WHAT NEEDS TO BE DONE:
Render each line of the entries below as a JSON list of strings, one string per line, with blank lines left out. Omit the pictures.

[BEGIN LISTED ENTRIES]

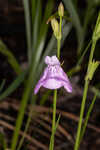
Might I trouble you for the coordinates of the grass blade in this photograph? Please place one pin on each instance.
(76, 22)
(14, 85)
(28, 29)
(10, 57)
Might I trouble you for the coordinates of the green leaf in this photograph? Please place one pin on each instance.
(14, 85)
(28, 29)
(76, 22)
(10, 57)
(36, 25)
(87, 118)
(2, 85)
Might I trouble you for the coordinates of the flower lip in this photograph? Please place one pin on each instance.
(53, 77)
(52, 60)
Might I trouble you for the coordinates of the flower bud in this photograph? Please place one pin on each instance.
(55, 27)
(61, 9)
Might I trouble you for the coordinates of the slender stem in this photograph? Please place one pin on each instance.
(54, 119)
(92, 52)
(81, 116)
(59, 40)
(51, 147)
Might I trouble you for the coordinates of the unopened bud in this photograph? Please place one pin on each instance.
(61, 9)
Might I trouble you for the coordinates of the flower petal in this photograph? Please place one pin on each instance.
(55, 60)
(52, 60)
(47, 60)
(40, 82)
(52, 83)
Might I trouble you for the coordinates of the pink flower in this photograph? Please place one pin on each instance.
(53, 77)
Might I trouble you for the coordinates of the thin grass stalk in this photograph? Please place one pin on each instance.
(76, 146)
(28, 29)
(87, 117)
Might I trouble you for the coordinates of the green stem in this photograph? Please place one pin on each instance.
(81, 116)
(59, 40)
(51, 147)
(54, 118)
(92, 52)
(87, 117)
(77, 143)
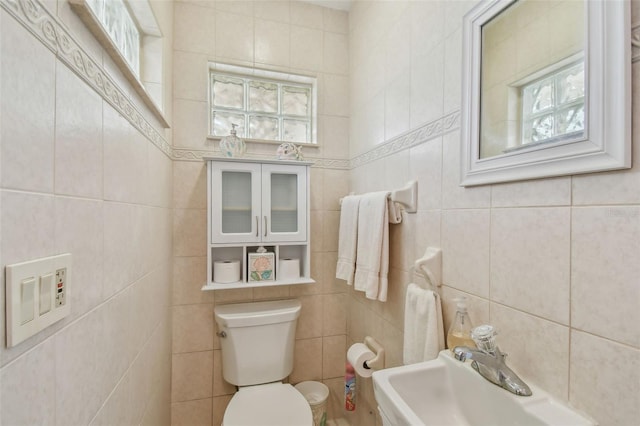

[END LISTED ENTRIES]

RESULT OF THE TASK:
[
  "Might I trouble you for the coordinates of the grass blade in this photograph? Please place one pin on each instance.",
  "(76, 22)",
  "(14, 85)",
  "(28, 29)",
  "(10, 57)",
  "Might I trouble you for the coordinates of the green leaf in this photograph? Please place one pin on each instance.",
  "(14, 85)",
  "(28, 29)",
  "(76, 22)",
  "(10, 57)",
  "(36, 25)",
  "(87, 118)",
  "(2, 85)",
  "Might I trouble you for the coordinates of the flower lip in this photograph? Please place one pin on each instance.",
  "(53, 77)",
  "(52, 60)",
  "Might I trouble you for the coordinates of the flower bud in this photograph? Please place one pin on each instance.",
  "(55, 27)",
  "(61, 9)",
  "Might I trouble you for the coordinates of the slender stem in this photograph? Please place one pin on each instance.",
  "(54, 119)",
  "(92, 52)",
  "(81, 116)",
  "(59, 40)",
  "(51, 147)",
  "Might I trouble you for the coordinates of the unopened bud in this photograph? Please place one pin on each instance.",
  "(61, 9)",
  "Might I trouble you for the coordinates of the flower petal in this photograph? Please place one pin on each instance.",
  "(55, 60)",
  "(52, 60)",
  "(47, 60)",
  "(40, 82)",
  "(52, 83)",
  "Might I trouble you for the coordinates of the pink flower in this photograph? Please place one pin on each instance.",
  "(53, 77)",
  "Might I trouble you for the coordinates of the thin grass stalk in this photograph? Please place one pin on each instance.",
  "(76, 146)",
  "(28, 29)",
  "(87, 117)",
  "Might I trouble you for the coordinates of the green stem in this photograph? Please place one pin on each instance.",
  "(81, 116)",
  "(59, 40)",
  "(51, 147)",
  "(54, 118)",
  "(92, 52)",
  "(87, 117)",
  "(77, 143)"
]